Directions for this task. Repeat every line of the records below without changing a single character.

___ Supplied data ___

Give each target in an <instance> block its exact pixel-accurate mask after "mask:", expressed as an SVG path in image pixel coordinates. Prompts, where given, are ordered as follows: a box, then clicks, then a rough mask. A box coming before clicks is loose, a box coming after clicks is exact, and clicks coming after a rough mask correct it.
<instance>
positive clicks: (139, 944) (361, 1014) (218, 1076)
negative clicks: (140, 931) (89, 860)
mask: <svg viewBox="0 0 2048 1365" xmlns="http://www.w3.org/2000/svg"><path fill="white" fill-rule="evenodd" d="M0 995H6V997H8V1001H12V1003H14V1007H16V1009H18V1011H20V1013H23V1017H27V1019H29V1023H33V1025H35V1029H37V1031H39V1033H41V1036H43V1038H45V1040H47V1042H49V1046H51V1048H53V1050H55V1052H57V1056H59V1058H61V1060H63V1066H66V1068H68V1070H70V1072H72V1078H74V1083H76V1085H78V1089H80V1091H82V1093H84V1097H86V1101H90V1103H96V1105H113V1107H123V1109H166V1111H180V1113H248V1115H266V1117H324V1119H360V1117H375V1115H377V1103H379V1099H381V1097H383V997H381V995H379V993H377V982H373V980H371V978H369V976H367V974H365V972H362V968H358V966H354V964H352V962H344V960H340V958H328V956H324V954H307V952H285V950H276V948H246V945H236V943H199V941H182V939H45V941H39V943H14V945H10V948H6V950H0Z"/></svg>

___

Exercise solution.
Give each target in an <instance> block its exact pixel-accurate mask after "mask:", expressed as an SVG path in image pixel coordinates. Prompts, where given, are ordered as follows: a box, then clicks, then a rough mask. A box coming before clicks is loose, a box coming after clicks is exact, and clicks coming after a rough mask correct it.
<instance>
positive clicks: (139, 944) (361, 1014) (218, 1076)
negative clicks: (140, 931) (89, 860)
mask: <svg viewBox="0 0 2048 1365" xmlns="http://www.w3.org/2000/svg"><path fill="white" fill-rule="evenodd" d="M0 995H6V997H8V1001H12V1003H14V1007H16V1009H18V1011H20V1013H23V1017H27V1019H29V1023H33V1025H35V1029H37V1031H39V1033H41V1036H43V1038H45V1040H47V1042H49V1046H51V1048H53V1050H55V1052H57V1056H59V1058H61V1060H63V1066H66V1068H68V1070H70V1072H72V1078H74V1083H76V1085H78V1089H80V1091H82V1093H84V1097H86V1101H90V1103H96V1105H113V1107H123V1109H166V1111H180V1113H248V1115H266V1117H324V1119H360V1117H375V1115H377V1103H379V1099H381V1097H383V997H381V995H379V993H377V982H373V980H371V978H369V976H367V974H365V972H362V968H358V966H354V964H352V962H344V960H340V958H328V956H324V954H307V952H285V950H276V948H246V945H236V943H199V941H182V939H45V941H39V943H14V945H10V948H6V950H0Z"/></svg>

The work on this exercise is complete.